» TASK
Present the following entries again, word for word and in full.

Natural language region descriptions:
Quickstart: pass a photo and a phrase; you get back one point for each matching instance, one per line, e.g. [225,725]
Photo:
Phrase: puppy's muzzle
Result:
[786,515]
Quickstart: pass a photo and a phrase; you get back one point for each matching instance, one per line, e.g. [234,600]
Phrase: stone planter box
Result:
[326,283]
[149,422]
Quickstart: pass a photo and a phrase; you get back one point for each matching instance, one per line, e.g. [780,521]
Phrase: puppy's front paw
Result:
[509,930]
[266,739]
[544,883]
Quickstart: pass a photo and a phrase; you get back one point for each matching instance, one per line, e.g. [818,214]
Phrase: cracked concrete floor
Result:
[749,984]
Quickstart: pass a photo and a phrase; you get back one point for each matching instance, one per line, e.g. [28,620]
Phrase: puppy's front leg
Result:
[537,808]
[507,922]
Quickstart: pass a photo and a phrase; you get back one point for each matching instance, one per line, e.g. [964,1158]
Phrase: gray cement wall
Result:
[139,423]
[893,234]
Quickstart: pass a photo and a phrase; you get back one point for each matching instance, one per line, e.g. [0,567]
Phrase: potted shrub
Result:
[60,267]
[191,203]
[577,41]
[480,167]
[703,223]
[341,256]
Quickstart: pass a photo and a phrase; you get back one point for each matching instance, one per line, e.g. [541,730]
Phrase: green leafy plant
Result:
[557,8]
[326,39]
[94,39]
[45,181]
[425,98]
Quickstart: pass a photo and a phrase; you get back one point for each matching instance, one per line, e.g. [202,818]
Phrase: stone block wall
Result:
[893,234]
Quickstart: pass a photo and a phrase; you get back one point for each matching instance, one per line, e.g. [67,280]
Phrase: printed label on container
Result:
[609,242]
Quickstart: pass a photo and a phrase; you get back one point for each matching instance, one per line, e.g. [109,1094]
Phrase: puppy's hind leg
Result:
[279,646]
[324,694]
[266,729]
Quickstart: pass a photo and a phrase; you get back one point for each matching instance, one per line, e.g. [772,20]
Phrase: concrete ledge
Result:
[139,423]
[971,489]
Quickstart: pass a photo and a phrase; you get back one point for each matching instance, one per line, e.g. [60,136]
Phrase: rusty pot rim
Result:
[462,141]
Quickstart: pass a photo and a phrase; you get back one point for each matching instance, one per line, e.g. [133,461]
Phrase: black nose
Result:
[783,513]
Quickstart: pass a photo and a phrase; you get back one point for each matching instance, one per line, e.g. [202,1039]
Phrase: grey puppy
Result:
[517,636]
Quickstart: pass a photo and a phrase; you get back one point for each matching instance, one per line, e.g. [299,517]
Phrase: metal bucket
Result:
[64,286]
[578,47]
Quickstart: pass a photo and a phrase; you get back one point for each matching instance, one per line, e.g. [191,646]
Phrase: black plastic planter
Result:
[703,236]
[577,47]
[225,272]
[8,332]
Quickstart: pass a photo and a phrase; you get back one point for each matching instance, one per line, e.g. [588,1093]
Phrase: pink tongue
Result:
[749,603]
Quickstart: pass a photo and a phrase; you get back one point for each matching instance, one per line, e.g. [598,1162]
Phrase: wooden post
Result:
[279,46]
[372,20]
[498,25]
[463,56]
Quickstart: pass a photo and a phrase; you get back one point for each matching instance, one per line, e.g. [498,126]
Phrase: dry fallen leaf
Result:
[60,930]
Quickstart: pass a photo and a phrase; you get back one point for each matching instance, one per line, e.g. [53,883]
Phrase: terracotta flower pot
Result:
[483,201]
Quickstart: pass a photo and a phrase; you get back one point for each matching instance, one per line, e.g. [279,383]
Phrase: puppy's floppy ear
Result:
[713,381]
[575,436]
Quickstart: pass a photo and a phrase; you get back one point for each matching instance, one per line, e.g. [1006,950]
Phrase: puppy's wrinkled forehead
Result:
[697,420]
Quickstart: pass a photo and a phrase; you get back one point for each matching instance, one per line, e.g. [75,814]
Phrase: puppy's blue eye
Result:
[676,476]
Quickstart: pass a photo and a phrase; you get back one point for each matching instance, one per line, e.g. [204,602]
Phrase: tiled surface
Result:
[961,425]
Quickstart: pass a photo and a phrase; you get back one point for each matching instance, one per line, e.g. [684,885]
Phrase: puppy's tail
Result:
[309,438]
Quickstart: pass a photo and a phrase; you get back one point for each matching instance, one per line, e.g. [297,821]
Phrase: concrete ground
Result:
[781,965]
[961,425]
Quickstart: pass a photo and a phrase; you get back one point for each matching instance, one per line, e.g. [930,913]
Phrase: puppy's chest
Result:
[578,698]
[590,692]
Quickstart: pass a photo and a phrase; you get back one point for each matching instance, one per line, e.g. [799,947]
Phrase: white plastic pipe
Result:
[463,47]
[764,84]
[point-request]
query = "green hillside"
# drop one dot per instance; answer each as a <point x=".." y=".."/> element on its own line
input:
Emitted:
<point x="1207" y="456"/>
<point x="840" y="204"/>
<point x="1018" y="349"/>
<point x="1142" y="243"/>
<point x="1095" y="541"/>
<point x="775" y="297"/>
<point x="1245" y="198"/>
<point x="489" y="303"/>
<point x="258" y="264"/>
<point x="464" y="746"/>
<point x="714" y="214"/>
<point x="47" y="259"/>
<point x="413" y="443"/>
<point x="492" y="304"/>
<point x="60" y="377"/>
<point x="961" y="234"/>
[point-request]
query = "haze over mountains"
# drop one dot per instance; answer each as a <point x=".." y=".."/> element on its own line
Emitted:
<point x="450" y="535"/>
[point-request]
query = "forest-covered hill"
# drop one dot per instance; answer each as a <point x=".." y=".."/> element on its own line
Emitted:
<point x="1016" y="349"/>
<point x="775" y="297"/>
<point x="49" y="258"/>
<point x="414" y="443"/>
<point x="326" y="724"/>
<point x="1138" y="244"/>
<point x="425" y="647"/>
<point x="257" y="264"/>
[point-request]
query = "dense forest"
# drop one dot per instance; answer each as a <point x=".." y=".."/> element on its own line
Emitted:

» PROBLEM SOLUTION
Quickstart: pass a photo and a phrase; you get back one point for each matching instance, one per line, e.g. [225,725]
Photo:
Phrase: puppy's muzzle
Result:
[786,515]
Quickstart: pass a photo and a phrase; you get back one point for each matching instance, one per line, e.g. [234,600]
Phrase: stone planter box
Result:
[326,283]
[149,422]
Quickstart: pass a photo and a phrase; you get back one point for each matching instance, one per line, e.g. [780,521]
Phrase: puppy's front paw
Result:
[509,930]
[266,739]
[544,883]
Quickstart: pass a photo and a phrase; you get back one point for each matching instance, one per line, e.g. [818,214]
Phrase: cracked concrete floor
Result:
[749,984]
Quickstart: pass a photo and a phrase; you get back one point for each matching instance, one per line, e.g. [28,620]
Phrase: puppy's front leg
Result:
[537,808]
[507,922]
Quickstart: pass a photo and a phrase; you get back one point for each matching instance, one per line, e.g. [964,1158]
Phrase: gray cement wall
Result:
[139,423]
[893,234]
Quickstart: pass a photo and a phrase; you get back one point for each matching instance, one per line, e.g. [0,567]
Phrase: potted shrub
Result:
[60,267]
[191,203]
[577,41]
[480,167]
[703,223]
[341,256]
Quickstart: pass a photo and a phrase; you get back one point for each matching instance, one per line, e.g. [541,730]
Phrase: green leafy plant
Result:
[557,8]
[326,39]
[94,39]
[45,181]
[425,98]
Quickstart: pass a photo and a phrase; you get back one point for each matching instance, one per line, e.g. [202,818]
Phrase: stone block wall
Result:
[893,234]
Quickstart: pass a photo and a phrase; you get back one point for each matching instance, one per line, e.g. [67,280]
Phrase: printed label on container
Result:
[609,242]
Quickstart: pass a photo and a phrase; you get back one point for each matching instance, one per line, e.g. [109,1094]
Phrase: puppy's hind leg
Result:
[279,646]
[324,694]
[266,729]
Quickstart: pass a photo and a phrase; you get back one point for each matching instance, one per line, e.g. [772,20]
Phrase: concrete ledge
Result:
[139,423]
[971,489]
Quickstart: pass a photo and a phrase; you get back one point for each matching instance, one per line, e.g. [60,136]
Phrase: rusty pot rim
Result:
[462,141]
Quickstart: pass a photo and a phrase; you get back one point for each matching instance, one per line, e.g. [133,461]
Phrase: black nose
Result:
[783,513]
Quickstart: pass a photo and a phrase; you get back one point for each matching instance, one per line, e.g. [202,1039]
Phrase: grey puppy
Result:
[517,636]
Quickstart: pass a photo and a phrase; you get back one point for each matching instance, one per line, e.g. [299,517]
Phrase: metal bucket
Result:
[64,286]
[578,47]
Quickstart: pass a photo and a phrase; you get back one point for each matching instance, one per line, e.g. [191,646]
Phrase: black plastic planter
Result:
[703,236]
[577,47]
[225,272]
[8,332]
Quickstart: pass a photo and a phrase; you get back one point for each matching instance, one per line, e.g. [588,1093]
Phrase: pink tongue
Result:
[749,603]
Quickstart: pass a photo and a phrase; you get back one point for each matching instance, one per line, e.g. [598,1162]
Phrase: wooden post
Result:
[279,46]
[372,20]
[498,25]
[463,56]
Quickstart: pass a photo and a phrase; you get back one point for each matching instance, one per line, e.g. [498,126]
Phrase: dry fallen leaf
Result:
[60,930]
Quickstart: pass a photo and a phrase; you get back one point for each matching instance, one per line, e.g. [53,883]
Phrase: terracotta flower pot
Result:
[483,201]
Quickstart: pass a photo and a phrase; you get back one point for each matching instance, one per line, e.g. [279,383]
Phrase: puppy's floppy ear
Result:
[713,381]
[575,436]
Quickstart: pass a photo and a phrase; you get back one point for each matching instance, one per line, e.g. [1006,950]
Phrase: puppy's wrinkled forehead
Result:
[697,420]
Quickstart: pass a photo and a phrase; you get back one point for each matching instance, one per line, e.g. [75,814]
Phrase: puppy's blue eye
Result:
[676,476]
Quickstart: pass a photo and a phrase; you get back one point for each matching instance, one per line, e.g. [204,602]
Phrase: tiled surface
Result:
[961,425]
Quickstart: pass a photo and a phrase; you get back one point for each matching instance, one per line, e.g. [684,885]
Phrase: puppy's tail
Result:
[309,438]
Quickstart: pass a photo and a phrase; you get back one point for each matching instance, one per line, e.g. [297,821]
Phrase: concrete ground
Result:
[781,965]
[961,425]
Quickstart: pass a photo and a phrase; you get back one point for each matching instance, one per line, e.g. [930,913]
Phrase: puppy's chest
Result:
[578,698]
[590,692]
Quickstart: pass a photo and a phrase; you get back one point for each matching instance, one per line, e.g. [799,947]
Phrase: white plastic pipe
Result:
[463,47]
[764,84]
[point-request]
query = "green hillside"
# drop one dot per instance; answer each as a <point x=".." y=".."/> element on its own line
input:
Emitted:
<point x="1207" y="456"/>
<point x="840" y="204"/>
<point x="1018" y="349"/>
<point x="1142" y="243"/>
<point x="1095" y="541"/>
<point x="775" y="297"/>
<point x="1245" y="198"/>
<point x="489" y="303"/>
<point x="258" y="264"/>
<point x="464" y="746"/>
<point x="714" y="214"/>
<point x="47" y="259"/>
<point x="413" y="443"/>
<point x="492" y="304"/>
<point x="60" y="377"/>
<point x="961" y="234"/>
[point-request]
query = "haze over mountains"
# drop one dot per instance; answer each as a <point x=".." y=".."/> element on its own line
Emitted:
<point x="450" y="535"/>
[point-request]
query = "forest-covered hill"
# drop one dot per instance; answer each as a <point x=".." y=".."/> element on its own line
Emitted:
<point x="1016" y="349"/>
<point x="775" y="297"/>
<point x="49" y="258"/>
<point x="414" y="443"/>
<point x="326" y="724"/>
<point x="1138" y="244"/>
<point x="425" y="647"/>
<point x="257" y="264"/>
[point-request]
query = "dense forest"
# drop one dot per instance; answer each as a <point x=".." y=".."/> element on its own line
Emitted:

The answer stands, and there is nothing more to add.